> ZU BEARBEITENDE AUFGABEN
• A. Beantworte anhand des Textauszugs diese Fragen:
(i) Welche Schweizer Fernsehproduktion konnte als einziges Beispiel genannt werden?
(ii) Welche Alterstranche wollen die Programmierer laut Polte ansprechen?
(iii) Mit welchen Themen befasst sich Rauchfleischs erster schwuler Kriminalroman?
• B. Gib die Stelle des Textauszugs zwischen „Indem er diese“ und „anderes Publikum erreichen.“ wortgetreu wieder, beide Stellen eingeschlossen.

> TEXTAUSZUG
--------------------

Was Schweizer Fernseh-Produktionen angeht, konnte swissinfo.ch hingegen niemanden finden, der oder die ein anderes Beispiel als den "Bestatter" anführen konnte.

Für den Schweizer Markt ein Nischenthema?

"In der Schweiz und in Deutschland sind die öffentlich-rechtlichen Fernsehanstalten auf hohe Einschaltquoten angewiesen. Die Programmierer sagen sich 'wir wollen eine Alterstranche von 18 bis 70 ansprechen, und die meisten Leute sind heterosexuell'.

Daher setzen sie nicht auf Nischen-Fernsehen, nicht auf Serien und Charaktere, die nicht zum Mainstream gehören. Sie haben Angst, sonst Zuschauerinnen und Zuschauer zu verlieren", sagte Polte.

In den USA gebe es viel mehr Kabel- und andere Plattformen mit Angebot auf Verlangen, die mehr Nischenprodukte zeigten, die vor allem dank Mundpropaganda populär würden.

"Diese Plattformen brauchen nicht in erster Linie viele Zuschauer, sondern die richtigen Zuschauer. Diese müssen Fans werden und mit ihren Freunden über das Programm reden."

Mehr Mut gefordert

Polte wirft den Schweizer Produzenten diese andere Ansatzweise nicht vor, findet aber, sie könnten bei der Präsentation der Vielfalt der Gesellschaft gut etwas "mutiger" sein.

"In Deutschland gehen viele gute Serien direkt auf Netflix [ein Online-Streaming-Dienst] nachdem sie am Fernsehen gezeigt wurden. Sie könnten vermehrt experimentieren mit der Vielfalt von Familien und Sexualität, weil man in Serien eine feste Ensemble-Besetzung hat, und ein Ensemble an sich schon vielfältig ist."

Kinder als Zielpublikum

Rauchfleisch, zu dessen Forschungsgebieten auch Homosexualität und Transgender-Identität gehören, kündigte stolz an, er habe eben seinen ersten schwulen Kriminalroman veröffentlicht, der sich mit den Themen Regenbogenfamilien und Coming-out befasse.

Indem er diese Themen in einem Roman aufgreife, könne er im Vergleich zu den akademischen Texten, die er sonst normalerweise verfasse, ein anderes Publikum erreichen.

--------------------

> BEREITGESTELLTE ANGABEN
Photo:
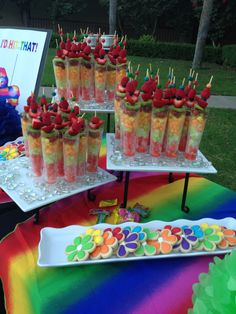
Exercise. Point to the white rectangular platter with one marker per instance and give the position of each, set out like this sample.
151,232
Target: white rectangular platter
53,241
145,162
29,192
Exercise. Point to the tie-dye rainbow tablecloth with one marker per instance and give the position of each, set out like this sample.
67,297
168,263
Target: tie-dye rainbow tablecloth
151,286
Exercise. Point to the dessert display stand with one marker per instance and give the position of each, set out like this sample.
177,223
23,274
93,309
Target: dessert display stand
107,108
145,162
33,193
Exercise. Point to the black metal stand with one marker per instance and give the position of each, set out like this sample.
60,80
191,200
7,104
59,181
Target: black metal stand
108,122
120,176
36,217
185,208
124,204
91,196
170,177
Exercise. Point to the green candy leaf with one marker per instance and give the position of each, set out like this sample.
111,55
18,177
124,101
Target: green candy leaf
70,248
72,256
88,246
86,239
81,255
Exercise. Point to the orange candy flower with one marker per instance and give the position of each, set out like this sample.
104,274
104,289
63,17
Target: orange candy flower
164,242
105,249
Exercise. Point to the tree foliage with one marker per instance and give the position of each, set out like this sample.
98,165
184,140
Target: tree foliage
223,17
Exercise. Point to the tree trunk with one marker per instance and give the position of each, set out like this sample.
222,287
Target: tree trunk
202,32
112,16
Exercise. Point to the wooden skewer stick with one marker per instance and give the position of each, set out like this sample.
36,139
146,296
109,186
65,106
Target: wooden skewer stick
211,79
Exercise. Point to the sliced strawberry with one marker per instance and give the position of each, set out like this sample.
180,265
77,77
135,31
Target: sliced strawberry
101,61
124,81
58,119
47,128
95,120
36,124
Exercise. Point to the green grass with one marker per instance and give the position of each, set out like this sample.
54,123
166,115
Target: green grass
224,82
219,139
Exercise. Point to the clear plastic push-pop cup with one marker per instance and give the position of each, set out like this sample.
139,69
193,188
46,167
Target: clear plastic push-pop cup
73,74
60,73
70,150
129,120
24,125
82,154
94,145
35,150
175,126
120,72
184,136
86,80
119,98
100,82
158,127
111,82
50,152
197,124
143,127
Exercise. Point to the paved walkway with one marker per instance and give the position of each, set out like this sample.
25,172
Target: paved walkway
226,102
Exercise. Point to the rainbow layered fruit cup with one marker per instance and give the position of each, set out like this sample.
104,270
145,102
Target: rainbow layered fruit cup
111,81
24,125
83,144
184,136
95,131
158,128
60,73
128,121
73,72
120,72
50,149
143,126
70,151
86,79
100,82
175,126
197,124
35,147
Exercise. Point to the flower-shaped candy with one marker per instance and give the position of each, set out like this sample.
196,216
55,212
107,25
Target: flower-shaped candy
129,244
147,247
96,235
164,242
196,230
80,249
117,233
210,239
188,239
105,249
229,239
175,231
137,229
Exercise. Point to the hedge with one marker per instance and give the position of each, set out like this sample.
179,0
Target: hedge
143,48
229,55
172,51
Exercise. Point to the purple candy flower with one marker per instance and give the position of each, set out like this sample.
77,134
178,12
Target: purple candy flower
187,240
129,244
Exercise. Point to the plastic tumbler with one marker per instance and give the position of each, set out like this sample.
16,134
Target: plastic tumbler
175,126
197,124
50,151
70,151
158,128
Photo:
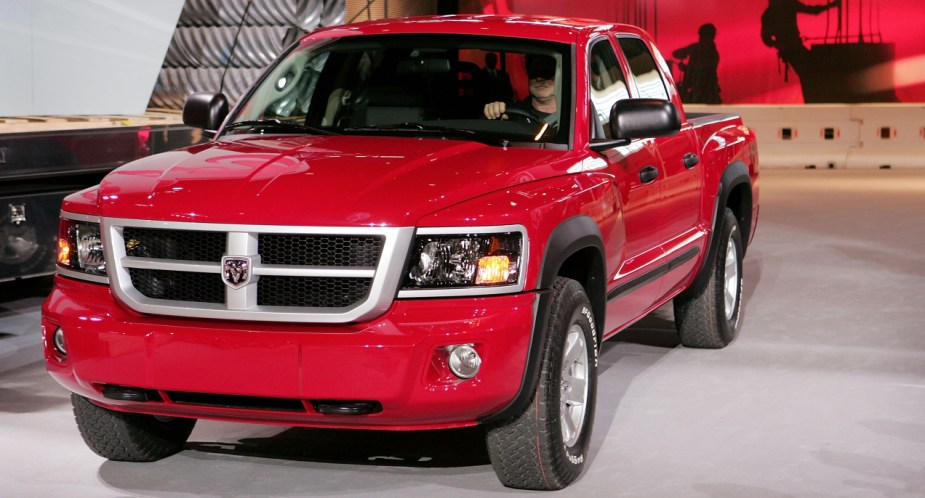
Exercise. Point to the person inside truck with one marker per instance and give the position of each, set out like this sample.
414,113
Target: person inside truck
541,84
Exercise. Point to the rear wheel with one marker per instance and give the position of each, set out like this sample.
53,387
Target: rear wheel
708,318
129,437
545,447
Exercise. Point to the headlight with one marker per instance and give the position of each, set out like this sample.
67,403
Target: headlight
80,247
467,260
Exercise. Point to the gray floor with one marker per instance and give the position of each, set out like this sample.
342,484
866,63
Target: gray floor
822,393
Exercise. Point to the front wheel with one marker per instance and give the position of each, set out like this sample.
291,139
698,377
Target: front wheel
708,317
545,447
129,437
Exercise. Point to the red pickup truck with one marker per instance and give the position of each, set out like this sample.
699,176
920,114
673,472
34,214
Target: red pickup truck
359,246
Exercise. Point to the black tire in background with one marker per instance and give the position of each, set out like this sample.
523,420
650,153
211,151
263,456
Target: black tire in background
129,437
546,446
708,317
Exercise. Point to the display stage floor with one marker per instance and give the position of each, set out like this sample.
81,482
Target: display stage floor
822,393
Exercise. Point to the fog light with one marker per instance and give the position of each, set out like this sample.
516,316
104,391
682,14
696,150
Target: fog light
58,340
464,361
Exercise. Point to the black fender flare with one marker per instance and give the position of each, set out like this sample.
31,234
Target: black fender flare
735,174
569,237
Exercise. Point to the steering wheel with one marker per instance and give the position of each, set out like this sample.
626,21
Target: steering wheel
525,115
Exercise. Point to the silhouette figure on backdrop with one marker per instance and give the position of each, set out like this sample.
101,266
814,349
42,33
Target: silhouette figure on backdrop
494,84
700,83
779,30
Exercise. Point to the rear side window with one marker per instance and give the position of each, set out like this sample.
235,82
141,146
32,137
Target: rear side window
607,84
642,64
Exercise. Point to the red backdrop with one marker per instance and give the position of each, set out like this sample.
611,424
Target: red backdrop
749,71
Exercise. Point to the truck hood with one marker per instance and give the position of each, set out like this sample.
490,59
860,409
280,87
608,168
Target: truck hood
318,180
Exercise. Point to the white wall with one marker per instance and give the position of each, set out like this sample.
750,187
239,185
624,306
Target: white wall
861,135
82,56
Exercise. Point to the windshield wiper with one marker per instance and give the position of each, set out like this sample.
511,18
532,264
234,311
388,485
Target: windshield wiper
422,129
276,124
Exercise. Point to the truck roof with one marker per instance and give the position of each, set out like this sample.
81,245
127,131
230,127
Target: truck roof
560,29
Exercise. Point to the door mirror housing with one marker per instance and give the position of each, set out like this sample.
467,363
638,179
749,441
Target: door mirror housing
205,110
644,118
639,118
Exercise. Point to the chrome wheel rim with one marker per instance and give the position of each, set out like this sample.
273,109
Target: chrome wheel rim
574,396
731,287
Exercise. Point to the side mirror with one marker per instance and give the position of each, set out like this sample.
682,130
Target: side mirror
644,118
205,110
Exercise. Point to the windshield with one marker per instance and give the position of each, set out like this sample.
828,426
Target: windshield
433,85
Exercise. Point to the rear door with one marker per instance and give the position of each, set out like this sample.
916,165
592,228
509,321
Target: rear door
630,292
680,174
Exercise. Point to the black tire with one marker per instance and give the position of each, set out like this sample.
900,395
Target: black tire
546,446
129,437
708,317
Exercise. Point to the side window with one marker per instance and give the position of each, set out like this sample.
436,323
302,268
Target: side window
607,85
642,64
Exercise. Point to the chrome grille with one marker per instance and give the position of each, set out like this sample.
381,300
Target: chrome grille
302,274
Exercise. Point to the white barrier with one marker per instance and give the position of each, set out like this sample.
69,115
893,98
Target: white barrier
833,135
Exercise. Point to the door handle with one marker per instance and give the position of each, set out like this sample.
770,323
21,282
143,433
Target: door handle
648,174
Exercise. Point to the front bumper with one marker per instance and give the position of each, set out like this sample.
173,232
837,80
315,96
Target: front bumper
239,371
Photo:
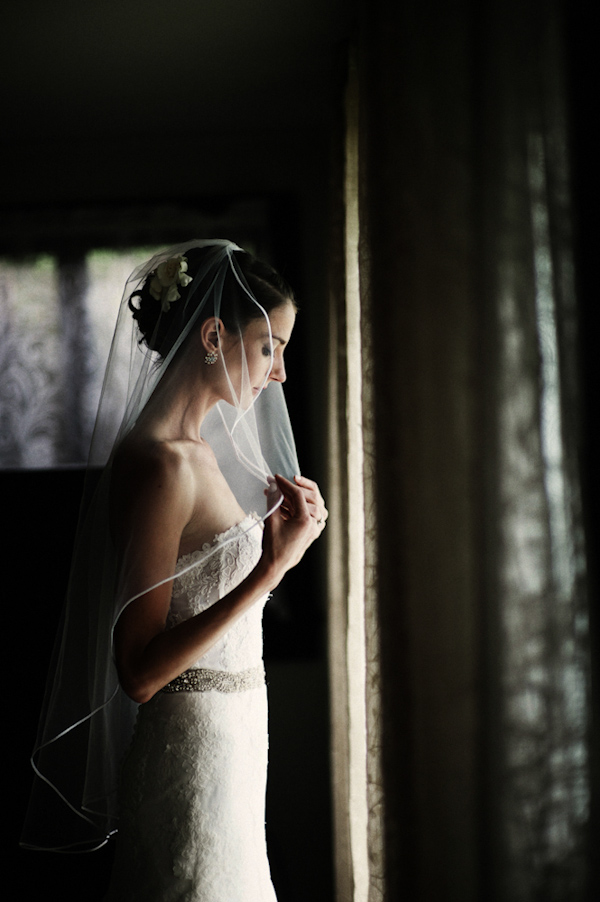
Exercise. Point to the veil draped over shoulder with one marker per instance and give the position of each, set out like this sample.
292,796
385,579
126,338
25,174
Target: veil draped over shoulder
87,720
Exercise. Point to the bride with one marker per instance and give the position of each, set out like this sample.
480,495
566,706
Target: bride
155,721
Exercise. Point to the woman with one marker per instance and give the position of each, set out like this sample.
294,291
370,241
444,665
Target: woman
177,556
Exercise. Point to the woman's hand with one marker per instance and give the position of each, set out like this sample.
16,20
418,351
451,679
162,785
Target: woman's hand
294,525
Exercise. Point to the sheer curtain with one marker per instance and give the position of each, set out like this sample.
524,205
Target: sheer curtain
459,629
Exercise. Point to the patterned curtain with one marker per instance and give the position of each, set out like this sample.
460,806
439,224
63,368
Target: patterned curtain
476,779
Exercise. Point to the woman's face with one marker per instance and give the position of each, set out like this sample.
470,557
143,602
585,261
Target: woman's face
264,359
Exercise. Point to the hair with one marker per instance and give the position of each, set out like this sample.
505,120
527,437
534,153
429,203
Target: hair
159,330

--------------------

> LÖSUNGEN
• A.
(i) Der "Bestatter".
(ii) Die Alterstranche von 18 bis 70.
(iii) Mit Regenbogenfamilien und Coming-out.

• B.
Indem er diese Themen in einem Roman aufgreife, könne er im Vergleich zu den akademischen Texten, die er sonst normalerweise verfasse, ein anderes Publikum erreichen.